Problema breve:
Transcriba palabra por palabra el pasaje extraído. Comience en las palabras "llegó. El pueblo" y deténgase después de "de Miguel Sáenz.)".

Pasaje extraído:
————————

Teoría de puentes, I
A partir de cierto punto no hay retorno. Ese es el punto que hay que alcanzar.
FRANZ KAFKA
El comenzar es siempre un final, el final del Antes, que arrastramos, con sus velas apagadas, como una larga cola de saurios recién extintos. En el comenzar resuenan los otros comienzos, aunque el verdadero origen siempre se oculta, velado por el territorio del magma, en el que la memoria aún era blanda y viscosa.
Sí, así comienza El castillo:
Había caído la noche cuando K.
llegó. El pueblo estaba sumido en la nieve. No se veía nada del cerro del
castillo, lo rodeaban niebla y tinieblas, y ni la lucecita más débil sugería el
gran castillo. K. permaneció largo rato en el puente de madera que llevaba de
la carretera al pueblo, mirando al aparente vacío de allí en lo alto. (Traducción
de Miguel Sáenz.)

————————

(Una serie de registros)
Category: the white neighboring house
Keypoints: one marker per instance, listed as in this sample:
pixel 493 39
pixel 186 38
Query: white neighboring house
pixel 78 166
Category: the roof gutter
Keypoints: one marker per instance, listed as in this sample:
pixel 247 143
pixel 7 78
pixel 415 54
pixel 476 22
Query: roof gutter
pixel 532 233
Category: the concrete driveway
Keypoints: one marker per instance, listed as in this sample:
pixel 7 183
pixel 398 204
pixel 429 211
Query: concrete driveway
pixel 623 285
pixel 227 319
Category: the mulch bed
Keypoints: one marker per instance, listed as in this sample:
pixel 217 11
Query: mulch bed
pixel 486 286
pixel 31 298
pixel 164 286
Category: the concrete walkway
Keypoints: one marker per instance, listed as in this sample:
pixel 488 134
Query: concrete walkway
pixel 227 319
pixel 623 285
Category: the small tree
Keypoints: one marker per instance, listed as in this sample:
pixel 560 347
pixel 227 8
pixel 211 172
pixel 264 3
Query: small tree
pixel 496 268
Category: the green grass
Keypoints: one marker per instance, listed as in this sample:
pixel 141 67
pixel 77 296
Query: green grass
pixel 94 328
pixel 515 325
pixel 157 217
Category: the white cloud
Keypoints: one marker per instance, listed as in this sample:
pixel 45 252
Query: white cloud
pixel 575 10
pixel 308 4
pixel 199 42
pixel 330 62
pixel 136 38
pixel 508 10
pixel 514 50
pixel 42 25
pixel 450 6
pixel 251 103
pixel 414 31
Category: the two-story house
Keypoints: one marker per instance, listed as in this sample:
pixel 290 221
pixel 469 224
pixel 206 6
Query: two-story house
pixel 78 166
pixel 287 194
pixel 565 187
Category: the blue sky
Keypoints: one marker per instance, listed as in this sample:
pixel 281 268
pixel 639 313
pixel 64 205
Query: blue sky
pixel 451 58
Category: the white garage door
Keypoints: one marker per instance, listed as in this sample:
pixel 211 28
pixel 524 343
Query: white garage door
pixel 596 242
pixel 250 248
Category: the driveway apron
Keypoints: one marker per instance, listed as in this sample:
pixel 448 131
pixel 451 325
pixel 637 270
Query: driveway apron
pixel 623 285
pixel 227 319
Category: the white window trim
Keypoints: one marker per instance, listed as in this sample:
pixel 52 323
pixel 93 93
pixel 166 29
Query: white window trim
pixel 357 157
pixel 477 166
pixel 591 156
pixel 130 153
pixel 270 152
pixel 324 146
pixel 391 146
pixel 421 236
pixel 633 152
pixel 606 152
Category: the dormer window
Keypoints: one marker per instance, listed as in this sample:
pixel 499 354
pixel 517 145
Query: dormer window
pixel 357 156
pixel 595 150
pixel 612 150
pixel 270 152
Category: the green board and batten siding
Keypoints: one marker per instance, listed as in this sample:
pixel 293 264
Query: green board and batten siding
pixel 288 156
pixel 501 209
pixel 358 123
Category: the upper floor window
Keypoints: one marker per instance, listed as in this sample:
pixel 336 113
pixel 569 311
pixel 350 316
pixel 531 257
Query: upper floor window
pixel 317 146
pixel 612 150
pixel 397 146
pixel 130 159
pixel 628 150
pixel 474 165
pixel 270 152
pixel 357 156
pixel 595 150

————————

Respuesta completa:
llegó. El pueblo estaba sumido en la nieve. No se veía nada del cerro del
castillo, lo rodeaban niebla y tinieblas, y ni la lucecita más débil sugería el
gran castillo. K. permaneció largo rato en el puente de madera que llevaba de
la carretera al pueblo, mirando al aparente vacío de allí en lo alto. (Traducción
de Miguel Sáenz.)